• DATA PROVIDED:
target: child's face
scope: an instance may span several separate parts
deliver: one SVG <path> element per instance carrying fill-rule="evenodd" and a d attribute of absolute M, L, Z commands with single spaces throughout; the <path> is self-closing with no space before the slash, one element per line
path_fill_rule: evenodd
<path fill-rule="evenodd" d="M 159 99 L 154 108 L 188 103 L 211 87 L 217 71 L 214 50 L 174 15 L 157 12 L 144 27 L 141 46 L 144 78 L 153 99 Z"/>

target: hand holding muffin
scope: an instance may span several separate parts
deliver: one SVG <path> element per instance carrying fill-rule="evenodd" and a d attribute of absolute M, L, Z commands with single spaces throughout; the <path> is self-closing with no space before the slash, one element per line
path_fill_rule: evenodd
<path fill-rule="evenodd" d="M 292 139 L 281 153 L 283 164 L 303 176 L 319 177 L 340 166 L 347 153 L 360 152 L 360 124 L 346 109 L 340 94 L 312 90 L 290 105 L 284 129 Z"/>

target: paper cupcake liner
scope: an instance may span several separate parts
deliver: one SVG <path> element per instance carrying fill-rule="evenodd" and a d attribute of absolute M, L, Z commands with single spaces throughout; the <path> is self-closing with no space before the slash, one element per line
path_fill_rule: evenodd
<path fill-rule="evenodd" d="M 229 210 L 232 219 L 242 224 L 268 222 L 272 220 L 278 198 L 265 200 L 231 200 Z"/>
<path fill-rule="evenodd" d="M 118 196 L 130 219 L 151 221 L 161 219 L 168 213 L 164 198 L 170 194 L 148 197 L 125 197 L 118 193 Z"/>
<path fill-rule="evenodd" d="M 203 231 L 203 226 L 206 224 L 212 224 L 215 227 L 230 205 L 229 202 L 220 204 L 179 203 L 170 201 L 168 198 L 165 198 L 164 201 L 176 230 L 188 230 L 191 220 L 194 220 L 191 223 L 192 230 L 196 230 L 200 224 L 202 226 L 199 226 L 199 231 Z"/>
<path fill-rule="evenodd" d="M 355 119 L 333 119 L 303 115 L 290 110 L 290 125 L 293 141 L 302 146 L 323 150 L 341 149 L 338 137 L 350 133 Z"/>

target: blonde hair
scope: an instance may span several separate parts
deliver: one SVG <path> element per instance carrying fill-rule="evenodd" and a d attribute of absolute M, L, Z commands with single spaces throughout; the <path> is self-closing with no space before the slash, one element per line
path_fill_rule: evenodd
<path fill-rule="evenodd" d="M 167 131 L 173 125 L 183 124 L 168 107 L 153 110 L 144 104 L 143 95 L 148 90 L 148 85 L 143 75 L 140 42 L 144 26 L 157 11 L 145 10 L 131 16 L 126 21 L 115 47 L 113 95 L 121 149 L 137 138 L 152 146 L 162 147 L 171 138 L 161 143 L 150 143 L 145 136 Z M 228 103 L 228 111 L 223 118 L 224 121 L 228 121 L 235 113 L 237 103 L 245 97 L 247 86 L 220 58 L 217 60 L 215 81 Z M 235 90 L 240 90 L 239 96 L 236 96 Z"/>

• DO THIS:
Reproduce the listing above line for line, with every character unchanged.

• COMPLETE OUTPUT:
target: child's face
scope: an instance may span several separate parts
deliver: one SVG <path> element per instance carrying fill-rule="evenodd" and a d attribute of absolute M, L, Z commands with single spaces throughout; the <path> is self-closing with no space before the slash, one element per line
path_fill_rule: evenodd
<path fill-rule="evenodd" d="M 159 99 L 154 108 L 188 103 L 211 87 L 217 71 L 214 50 L 174 15 L 157 12 L 144 27 L 141 46 L 144 78 L 153 99 Z"/>

target: hand holding muffin
scope: an instance may span several separate parts
deliver: one SVG <path> element per instance carrying fill-rule="evenodd" and a d attribute of absolute M, L, Z commands with single spaces throughout; the <path> is self-closing with no space before the slash, one element per line
path_fill_rule: evenodd
<path fill-rule="evenodd" d="M 292 139 L 281 153 L 283 164 L 303 176 L 319 177 L 340 166 L 347 153 L 360 152 L 360 124 L 346 109 L 340 94 L 312 90 L 290 105 L 284 129 Z"/>

target: paper cupcake liner
scope: an instance may span several separate parts
deliver: one SVG <path> element per instance carrying fill-rule="evenodd" and a d attribute of absolute M, L, Z commands with single spaces throughout; the <path> is self-closing with no space before the slash, one element per line
path_fill_rule: evenodd
<path fill-rule="evenodd" d="M 229 210 L 232 219 L 242 224 L 268 222 L 272 220 L 278 198 L 265 200 L 231 200 Z"/>
<path fill-rule="evenodd" d="M 118 196 L 130 219 L 151 221 L 161 219 L 168 213 L 164 198 L 170 194 L 148 197 L 125 197 L 118 193 Z"/>
<path fill-rule="evenodd" d="M 203 231 L 203 226 L 206 224 L 212 224 L 215 227 L 230 205 L 229 202 L 220 204 L 179 203 L 170 201 L 168 198 L 165 198 L 164 201 L 176 230 L 188 230 L 191 220 L 194 220 L 191 223 L 192 230 L 196 230 L 200 224 L 202 226 L 199 226 L 199 231 Z"/>
<path fill-rule="evenodd" d="M 355 119 L 333 119 L 303 115 L 290 110 L 290 125 L 293 141 L 302 146 L 323 150 L 341 149 L 338 137 L 350 133 Z"/>

target: blonde hair
scope: an instance may span several separate parts
deliver: one SVG <path> element per instance carrying fill-rule="evenodd" and a d attribute of absolute M, L, Z commands with single spaces throughout; the <path> is self-closing with no space before the slash, one element per line
path_fill_rule: evenodd
<path fill-rule="evenodd" d="M 167 131 L 173 125 L 183 124 L 168 107 L 153 110 L 144 104 L 143 95 L 148 90 L 148 85 L 143 75 L 140 42 L 144 26 L 157 11 L 145 10 L 131 16 L 126 21 L 115 47 L 113 95 L 121 149 L 137 138 L 152 146 L 162 147 L 171 138 L 161 143 L 150 143 L 145 136 Z M 228 103 L 228 111 L 223 118 L 224 121 L 228 121 L 235 113 L 237 103 L 245 97 L 247 86 L 220 58 L 217 60 L 215 81 Z M 235 90 L 240 90 L 239 96 L 236 96 Z"/>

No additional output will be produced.